## SUPPLIED PASSAGE
"""
Drastically changing my lifestyle and thought patterns over the last couple of weeks has created space for an abundance of beauty to enter my life. I feel myself connecting to nature on an entirely new level of intensity and intricacy. The polarity of this means the city has become more stressful and anxiety riddled, while the mountains, the oceans and the rivers have become places of healing, a space to access inner stillness and refuel my strength. Ultimately,the goal is to be able to remain in a state of tranquility, confidence and calm whilst amidst the chaos of the city and not allow the frenetic energy of the metropolis to pull me under. This is still a work in progress.

The downside to this process of awakening is the loneliness. Shedding layers and releasing the habitualised and unconscious patterns of the past, I move away from social scenes that I was a part of. I am realising that preserving my energy is of vital importance right now, particularly as I head into my second week of chemotherapy and choosing who to surround myself with is important as I need to expend my energy on those who are able to give me energy back. This might sound egoic, but the intention is good. I can’t have surface level conversations anymore. The storm inside of me is ploughing too deep. I need to go deeper. My soul is yearning for meaningful conversations and a deeper sense of understanding of our purpose here on Earth. Luckily, the universe is doing most of the work for me. As I transcend, the right people seem to step into my space and the wrong people seem to exit. The conversations I have had with people over the last week have been helpful, enabling intellectual growth and understanding.

I am also becoming deeply conscious of my thoughts and their ability to completely consume me and take control of my emotions. The thoughts that enter our minds are only illusions, created by the voice in our head that thrives on fear. Our natural state of being is stillness. Thoughts are completely illusory. However, realising the control my thoughts have over me and seeing these waves of cogitation as they arise as simply temporal creations of my mind is the challenge. It is so easy to allow a thought to pervade one’s entirety, to let it change your mood, alter your state of being.
"""
## STATED PROBLEM A
Count the lines of the records that contain the string "khaki", and reply with the number alone.
The essay above and the records that come next are unrelated material.

## DATASET EXCERPTS
"""
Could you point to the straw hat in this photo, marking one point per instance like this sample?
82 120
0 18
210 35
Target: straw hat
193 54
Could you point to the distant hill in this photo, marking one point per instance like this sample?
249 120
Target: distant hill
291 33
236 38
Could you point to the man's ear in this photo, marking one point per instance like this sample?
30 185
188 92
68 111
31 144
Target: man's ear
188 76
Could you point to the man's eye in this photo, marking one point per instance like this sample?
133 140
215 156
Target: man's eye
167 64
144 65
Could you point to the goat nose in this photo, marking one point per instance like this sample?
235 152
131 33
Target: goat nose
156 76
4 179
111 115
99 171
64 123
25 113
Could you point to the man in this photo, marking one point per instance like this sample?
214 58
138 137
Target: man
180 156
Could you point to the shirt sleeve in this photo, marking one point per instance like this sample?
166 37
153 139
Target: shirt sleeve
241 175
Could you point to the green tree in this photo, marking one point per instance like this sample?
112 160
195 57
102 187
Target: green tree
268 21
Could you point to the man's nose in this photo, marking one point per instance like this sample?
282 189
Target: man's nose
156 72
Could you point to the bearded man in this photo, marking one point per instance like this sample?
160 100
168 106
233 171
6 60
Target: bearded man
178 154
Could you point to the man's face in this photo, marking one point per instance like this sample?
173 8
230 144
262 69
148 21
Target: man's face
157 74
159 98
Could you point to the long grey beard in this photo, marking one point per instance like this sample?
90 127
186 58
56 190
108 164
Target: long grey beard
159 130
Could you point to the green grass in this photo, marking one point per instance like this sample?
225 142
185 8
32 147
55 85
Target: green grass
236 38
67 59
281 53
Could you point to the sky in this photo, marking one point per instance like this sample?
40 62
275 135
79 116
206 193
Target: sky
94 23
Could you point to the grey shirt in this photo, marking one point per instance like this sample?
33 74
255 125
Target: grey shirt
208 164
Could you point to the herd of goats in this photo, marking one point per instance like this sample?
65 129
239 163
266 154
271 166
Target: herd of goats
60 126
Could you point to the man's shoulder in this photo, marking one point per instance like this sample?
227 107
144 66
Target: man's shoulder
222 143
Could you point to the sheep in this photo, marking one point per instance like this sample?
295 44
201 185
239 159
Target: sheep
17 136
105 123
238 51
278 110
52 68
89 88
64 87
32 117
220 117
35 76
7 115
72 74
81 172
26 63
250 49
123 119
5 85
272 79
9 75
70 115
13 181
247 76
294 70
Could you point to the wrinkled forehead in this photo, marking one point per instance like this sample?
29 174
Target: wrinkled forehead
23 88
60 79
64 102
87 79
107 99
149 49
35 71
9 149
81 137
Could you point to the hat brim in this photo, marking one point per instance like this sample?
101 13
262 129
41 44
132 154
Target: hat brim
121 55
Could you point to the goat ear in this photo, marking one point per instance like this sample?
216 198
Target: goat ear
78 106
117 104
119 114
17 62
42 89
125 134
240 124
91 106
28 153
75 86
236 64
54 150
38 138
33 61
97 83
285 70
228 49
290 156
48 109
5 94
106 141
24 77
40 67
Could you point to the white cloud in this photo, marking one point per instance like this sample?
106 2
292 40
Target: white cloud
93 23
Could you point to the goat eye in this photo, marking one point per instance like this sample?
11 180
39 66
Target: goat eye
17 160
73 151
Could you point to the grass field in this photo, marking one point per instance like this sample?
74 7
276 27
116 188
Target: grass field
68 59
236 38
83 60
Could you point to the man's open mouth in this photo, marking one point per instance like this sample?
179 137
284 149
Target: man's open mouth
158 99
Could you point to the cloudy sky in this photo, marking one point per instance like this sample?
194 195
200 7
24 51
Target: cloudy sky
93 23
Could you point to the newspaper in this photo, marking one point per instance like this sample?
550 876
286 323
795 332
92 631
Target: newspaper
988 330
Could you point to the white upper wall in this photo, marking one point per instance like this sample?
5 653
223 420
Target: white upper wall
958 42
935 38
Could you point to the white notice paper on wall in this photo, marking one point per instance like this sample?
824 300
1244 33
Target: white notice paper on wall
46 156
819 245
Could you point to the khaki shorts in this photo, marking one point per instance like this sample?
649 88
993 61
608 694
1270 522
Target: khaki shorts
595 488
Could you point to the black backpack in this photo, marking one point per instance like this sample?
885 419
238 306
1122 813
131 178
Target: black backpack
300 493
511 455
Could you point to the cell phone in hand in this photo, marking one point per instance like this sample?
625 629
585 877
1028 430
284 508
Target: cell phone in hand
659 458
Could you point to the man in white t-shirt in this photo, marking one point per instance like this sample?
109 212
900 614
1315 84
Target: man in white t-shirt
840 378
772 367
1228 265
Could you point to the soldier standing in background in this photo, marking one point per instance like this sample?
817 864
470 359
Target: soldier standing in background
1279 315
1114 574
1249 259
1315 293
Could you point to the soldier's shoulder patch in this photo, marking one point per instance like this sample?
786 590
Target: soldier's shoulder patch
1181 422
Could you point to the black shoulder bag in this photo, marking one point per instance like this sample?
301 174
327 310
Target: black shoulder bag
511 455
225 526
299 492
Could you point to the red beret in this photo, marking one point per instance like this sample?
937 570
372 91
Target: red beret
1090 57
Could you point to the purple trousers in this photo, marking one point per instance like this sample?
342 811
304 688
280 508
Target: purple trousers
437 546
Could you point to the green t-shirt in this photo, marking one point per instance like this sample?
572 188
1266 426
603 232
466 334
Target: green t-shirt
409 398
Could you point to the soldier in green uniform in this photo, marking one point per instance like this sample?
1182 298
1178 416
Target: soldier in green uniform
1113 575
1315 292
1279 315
"""
## STATED PROBLEM B
Carry on the personal essay about awakening and inner stillness, picking up right after its final sentence.

## EXERCISE RESULT A
2

## EXERCISE RESULT B
I wrote this excerpt the other day as I sat beside the river…

As I awaken the true nature of the mind is being revealed to me. The mind is naturally still, without thoughts, without stress or turmoil. All anxiety, all fear, all worry, all emotion is derived from our incessant thinking. We think consistently, without end and it is these thoughts that cause our suffering. Without thoughts what do we have left. Stillness. It is simply what it is. You are alive. You are breathing. You are wherever you find yourself and that is where you are. But that is all. There is no more. Everything else you have created in your head. Everything else is a story you continually tell yourself, a story that you react too with sadness or joy. We think a thought and then respond emotionally to this thought. But this thought is a creation of our mind. It is an illusion. It is not real. All these stories we tell ourselves, of the past, of the future – they do not exist. We create them. Our natural minds are without emotion. The mind is equal. It does not cling to joy or to sadness. It just is. It is natural and at peace in the present moment. There is no need to be emotional over something that does not exist. If it is not in your present reality then it is not worth being concerned over. You will deal with the situation when it occurs. What is the point of feeling all this emotion over a situation that has not yet occurred?

“Let the world call you lazy for not running about like a frightened ghost. Just be quiet inside yourself. Don’t bother about knowing how things should be and simply begin observing without prejudice, projections or desires. Notice how life flows of its own accord. Nothing here is a chaos, but a harmony. You are already inside this flow.”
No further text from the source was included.